◆ EXTRAIT DU DOCUMENT

========================================================================

8. En quatrième lieu, M. A... ne peut utilement se prévaloir de la circulaire n° NOR INTK1229185C du 28 novembre 2012, qui se borne à énoncer des orientations générales que le ministre de l'intérieur a pu adresser aux préfets pour les éclairer dans la mise en œuvre de leur pouvoir de régularisation, sans les priver de leur pouvoir d'appréciation, et dont les dispositions sont dépourvues de tout caractère impératif et ne constituent pas des lignes directrices.
9. En cinquième lieu, aux termes de l'article 8 de la convention européenne de sauvegarde des droits de l'homme et des libertés fondamentales : " 1°) Toute personne a droit au respect de sa vie privée et familiale, de son domicile et de sa correspondance ".
10. M. A... se prévaut de sa bonne intégration professionnelle et sociale et de la présence en France de ses quatre frères et soeurs. Toutefois, il ressort des pièces du dossier, en particulier de la fiche de salle précitée, que ses deux enfants mineurs et sa mère résident au Sénégal où il a vécu au moins jusqu'à l'âge de vingt-huit ans. En outre, il ressort également des pièces du dossier qu'il s'est maintenu en France en dépit de la décision du 29 septembre 2017 lui faisant obligation de quitter le territoire. Dans ces conditions, il n'est pas fondé à soutenir que la décision contestée aurait porté à son droit au respect de sa vie privée et familiale une atteinte disproportionnée aux buts en vue desquels elle a été édictée, en méconnaissance des stipulations de l'article 8 de la convention européenne de sauvegarde des droits de l'homme et des libertés fondamentales. Pour les mêmes motifs, la décision litigieuse n'est pas davantage entachée d'une erreur manifeste d'appréciation de ses conséquences sur la situation personnelle de l'intéressé.
11. Enfin, les moyens dirigés contre la décision de refus du titre de séjour ayant été écartés, l'exception d'illégalité de cette décision invoquée par M. A... à l'appui de ses conclusions dirigées contre la décision portant obligation de quitter le territoire français ne peut qu'être écartée par voie de conséquence.

========================================================================

◆ TÂCHE DEMANDÉE A
Selon l'extrait du document, dans quel pays résident les deux enfants mineurs et la mère de M. A... ?

[Entrées de données collectées]
========================================================================

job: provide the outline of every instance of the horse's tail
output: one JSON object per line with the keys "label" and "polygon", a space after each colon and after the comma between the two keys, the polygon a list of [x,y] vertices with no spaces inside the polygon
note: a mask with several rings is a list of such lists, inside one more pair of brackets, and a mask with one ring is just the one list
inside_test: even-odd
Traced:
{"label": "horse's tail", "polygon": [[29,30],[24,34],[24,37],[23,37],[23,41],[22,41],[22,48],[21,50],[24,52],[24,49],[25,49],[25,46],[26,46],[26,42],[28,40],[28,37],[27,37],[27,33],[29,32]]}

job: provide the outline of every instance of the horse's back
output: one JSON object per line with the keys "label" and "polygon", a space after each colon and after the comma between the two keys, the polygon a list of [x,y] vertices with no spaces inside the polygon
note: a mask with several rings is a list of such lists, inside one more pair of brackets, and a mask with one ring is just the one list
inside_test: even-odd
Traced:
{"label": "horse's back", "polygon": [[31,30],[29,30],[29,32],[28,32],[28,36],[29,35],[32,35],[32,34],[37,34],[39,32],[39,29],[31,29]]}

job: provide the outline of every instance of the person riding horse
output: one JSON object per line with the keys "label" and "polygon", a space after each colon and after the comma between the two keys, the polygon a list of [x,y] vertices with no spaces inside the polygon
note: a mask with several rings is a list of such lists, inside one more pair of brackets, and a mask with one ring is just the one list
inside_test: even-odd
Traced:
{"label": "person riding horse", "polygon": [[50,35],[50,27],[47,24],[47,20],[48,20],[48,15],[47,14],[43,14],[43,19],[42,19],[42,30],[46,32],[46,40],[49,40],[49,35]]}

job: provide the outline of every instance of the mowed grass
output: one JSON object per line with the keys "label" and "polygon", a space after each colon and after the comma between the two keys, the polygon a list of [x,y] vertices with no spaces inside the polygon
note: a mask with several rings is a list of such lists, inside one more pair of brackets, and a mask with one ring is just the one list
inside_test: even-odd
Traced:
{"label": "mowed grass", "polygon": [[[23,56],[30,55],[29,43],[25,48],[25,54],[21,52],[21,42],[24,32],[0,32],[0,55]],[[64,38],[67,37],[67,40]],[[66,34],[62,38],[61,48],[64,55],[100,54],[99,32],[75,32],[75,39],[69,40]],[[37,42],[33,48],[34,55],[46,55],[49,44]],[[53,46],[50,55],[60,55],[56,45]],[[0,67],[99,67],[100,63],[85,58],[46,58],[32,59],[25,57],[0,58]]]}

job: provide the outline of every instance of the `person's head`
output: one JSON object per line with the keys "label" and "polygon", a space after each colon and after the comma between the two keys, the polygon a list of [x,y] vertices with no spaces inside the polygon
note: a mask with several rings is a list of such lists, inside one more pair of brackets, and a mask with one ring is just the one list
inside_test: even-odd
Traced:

========================================================================

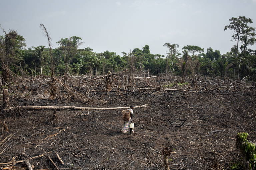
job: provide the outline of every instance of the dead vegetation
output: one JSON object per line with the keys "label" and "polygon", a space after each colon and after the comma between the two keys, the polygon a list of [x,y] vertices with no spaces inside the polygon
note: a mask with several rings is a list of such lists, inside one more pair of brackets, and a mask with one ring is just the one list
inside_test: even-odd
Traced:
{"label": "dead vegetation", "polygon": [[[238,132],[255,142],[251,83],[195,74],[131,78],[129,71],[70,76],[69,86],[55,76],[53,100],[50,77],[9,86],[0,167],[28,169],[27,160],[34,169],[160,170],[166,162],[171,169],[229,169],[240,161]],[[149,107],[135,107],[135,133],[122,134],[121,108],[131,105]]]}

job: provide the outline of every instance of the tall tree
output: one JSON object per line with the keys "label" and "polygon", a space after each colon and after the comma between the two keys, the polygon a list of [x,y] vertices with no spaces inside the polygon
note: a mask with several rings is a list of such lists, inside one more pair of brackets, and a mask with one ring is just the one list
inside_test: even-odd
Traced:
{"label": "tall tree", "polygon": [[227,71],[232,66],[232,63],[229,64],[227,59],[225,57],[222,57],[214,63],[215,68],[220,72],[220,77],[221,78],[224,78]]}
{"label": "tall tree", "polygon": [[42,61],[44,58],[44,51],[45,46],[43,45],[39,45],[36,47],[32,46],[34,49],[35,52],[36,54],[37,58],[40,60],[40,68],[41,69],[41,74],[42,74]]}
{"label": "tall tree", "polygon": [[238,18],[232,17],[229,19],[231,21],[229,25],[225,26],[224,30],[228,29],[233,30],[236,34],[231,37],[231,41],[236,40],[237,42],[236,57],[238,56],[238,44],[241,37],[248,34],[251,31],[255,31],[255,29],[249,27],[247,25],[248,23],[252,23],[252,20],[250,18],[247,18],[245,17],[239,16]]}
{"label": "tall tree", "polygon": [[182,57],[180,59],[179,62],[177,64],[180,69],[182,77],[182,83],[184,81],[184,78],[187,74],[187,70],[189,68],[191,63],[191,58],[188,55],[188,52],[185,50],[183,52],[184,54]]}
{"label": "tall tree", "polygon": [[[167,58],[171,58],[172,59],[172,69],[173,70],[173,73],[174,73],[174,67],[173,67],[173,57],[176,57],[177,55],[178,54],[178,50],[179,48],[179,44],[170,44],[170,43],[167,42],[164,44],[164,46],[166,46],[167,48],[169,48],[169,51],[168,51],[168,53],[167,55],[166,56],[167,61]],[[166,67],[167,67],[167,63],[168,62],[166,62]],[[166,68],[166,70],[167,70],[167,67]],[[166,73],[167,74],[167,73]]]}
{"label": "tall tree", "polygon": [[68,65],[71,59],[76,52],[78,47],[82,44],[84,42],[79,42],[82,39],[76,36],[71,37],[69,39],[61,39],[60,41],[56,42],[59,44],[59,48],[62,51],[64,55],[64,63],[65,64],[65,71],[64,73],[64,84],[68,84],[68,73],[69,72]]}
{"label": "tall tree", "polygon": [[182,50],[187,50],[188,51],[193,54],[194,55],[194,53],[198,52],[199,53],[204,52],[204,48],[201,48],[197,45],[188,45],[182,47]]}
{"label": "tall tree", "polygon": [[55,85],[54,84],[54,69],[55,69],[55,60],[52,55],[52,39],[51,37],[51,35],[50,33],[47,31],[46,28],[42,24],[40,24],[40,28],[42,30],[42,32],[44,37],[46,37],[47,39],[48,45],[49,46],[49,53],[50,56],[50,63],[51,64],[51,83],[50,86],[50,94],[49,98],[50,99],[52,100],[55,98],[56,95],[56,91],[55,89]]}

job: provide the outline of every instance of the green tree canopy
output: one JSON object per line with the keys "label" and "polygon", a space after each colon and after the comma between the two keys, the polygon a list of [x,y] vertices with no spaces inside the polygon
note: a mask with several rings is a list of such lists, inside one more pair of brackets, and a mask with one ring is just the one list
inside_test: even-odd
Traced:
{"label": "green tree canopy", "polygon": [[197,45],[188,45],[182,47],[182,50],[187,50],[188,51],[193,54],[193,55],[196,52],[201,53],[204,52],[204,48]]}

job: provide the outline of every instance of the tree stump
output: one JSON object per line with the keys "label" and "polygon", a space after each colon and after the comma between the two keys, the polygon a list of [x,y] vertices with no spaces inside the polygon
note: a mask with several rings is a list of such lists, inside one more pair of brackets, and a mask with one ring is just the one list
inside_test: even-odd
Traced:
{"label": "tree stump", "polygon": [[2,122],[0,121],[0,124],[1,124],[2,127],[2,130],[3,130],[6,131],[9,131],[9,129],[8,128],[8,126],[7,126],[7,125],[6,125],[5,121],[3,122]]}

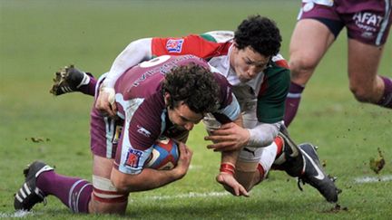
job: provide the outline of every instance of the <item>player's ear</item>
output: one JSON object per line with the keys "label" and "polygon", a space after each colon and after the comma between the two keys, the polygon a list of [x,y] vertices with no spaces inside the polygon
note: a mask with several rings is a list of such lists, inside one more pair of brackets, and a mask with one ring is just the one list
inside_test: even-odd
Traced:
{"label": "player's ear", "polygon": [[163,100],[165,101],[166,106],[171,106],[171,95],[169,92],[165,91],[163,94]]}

========================================================================

◆ TÂCHE DEMANDÉE B
Renvoyez chaque ligne des entrées qui contient la chaîne « person ».

◆ RÉSULTAT DE L'EXERCICE A
Au Sénégal.

◆ RÉSULTAT DE L'EXERCICE B
job: provide the outline of every instance of the person riding horse
{"label": "person riding horse", "polygon": [[50,35],[50,27],[47,24],[47,20],[48,20],[48,15],[47,14],[43,14],[43,19],[42,19],[42,30],[46,32],[46,40],[49,40],[49,35]]}
job: provide the outline of every instance of the `person's head`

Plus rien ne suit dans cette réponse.